▶ _DATA FOR ANALYSIS_
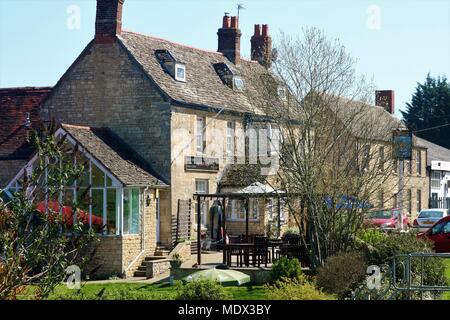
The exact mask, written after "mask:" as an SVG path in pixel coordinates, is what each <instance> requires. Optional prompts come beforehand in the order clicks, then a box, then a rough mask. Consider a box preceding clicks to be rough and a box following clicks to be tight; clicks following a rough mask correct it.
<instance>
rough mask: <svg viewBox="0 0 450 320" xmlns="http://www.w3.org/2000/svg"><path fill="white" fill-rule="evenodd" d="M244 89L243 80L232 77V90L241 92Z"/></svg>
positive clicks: (238, 76)
mask: <svg viewBox="0 0 450 320" xmlns="http://www.w3.org/2000/svg"><path fill="white" fill-rule="evenodd" d="M244 87H245V82H244V79H242V78H241V77H239V76H234V77H233V89H235V90H240V91H242V90H244Z"/></svg>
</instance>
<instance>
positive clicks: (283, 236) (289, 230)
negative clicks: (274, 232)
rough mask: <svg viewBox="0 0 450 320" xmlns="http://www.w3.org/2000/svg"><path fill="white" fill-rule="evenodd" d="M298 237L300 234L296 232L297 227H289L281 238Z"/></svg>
mask: <svg viewBox="0 0 450 320" xmlns="http://www.w3.org/2000/svg"><path fill="white" fill-rule="evenodd" d="M298 235H300V232H299V230H298V227H290V228H288V229H287V230H286V231H285V232H284V233H283V238H284V237H286V236H288V237H289V236H298Z"/></svg>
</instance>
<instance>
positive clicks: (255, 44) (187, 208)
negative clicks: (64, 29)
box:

▶ _TASK DIRECTIONS_
If the data includes images, omit them, and set down everything else exactly as above.

▶ _COMPLETED EXERCISE_
The exact mask, written after "mask:" as an SVG path in pixel coordinates, is what each <instance> requires. Optional prompts come beforehand in the order clicks, then a box, then a rough mask. Consider a box preceding clicks to be rough and a box following clicks to be tight; clicks following a rough mask correct it.
<instance>
rough mask: <svg viewBox="0 0 450 320" xmlns="http://www.w3.org/2000/svg"><path fill="white" fill-rule="evenodd" d="M244 89L243 80L232 77V90L241 92Z"/></svg>
positive clicks: (238, 76)
mask: <svg viewBox="0 0 450 320" xmlns="http://www.w3.org/2000/svg"><path fill="white" fill-rule="evenodd" d="M244 87H245V82H244V79H242V78H241V77H239V76H234V77H233V89H235V90H240V91H242V90H244Z"/></svg>
</instance>
<instance>
positive clicks: (283, 236) (289, 230)
negative clicks: (274, 232)
rough mask: <svg viewBox="0 0 450 320" xmlns="http://www.w3.org/2000/svg"><path fill="white" fill-rule="evenodd" d="M298 237L300 234L296 232L297 227H289L281 238Z"/></svg>
mask: <svg viewBox="0 0 450 320" xmlns="http://www.w3.org/2000/svg"><path fill="white" fill-rule="evenodd" d="M298 235H300V232H299V230H298V227H290V228H288V229H287V230H286V231H285V232H284V233H283V238H284V237H286V236H288V237H289V236H298Z"/></svg>
</instance>
<instance>
positive clicks: (255, 44) (187, 208)
negative clicks: (64, 29)
box:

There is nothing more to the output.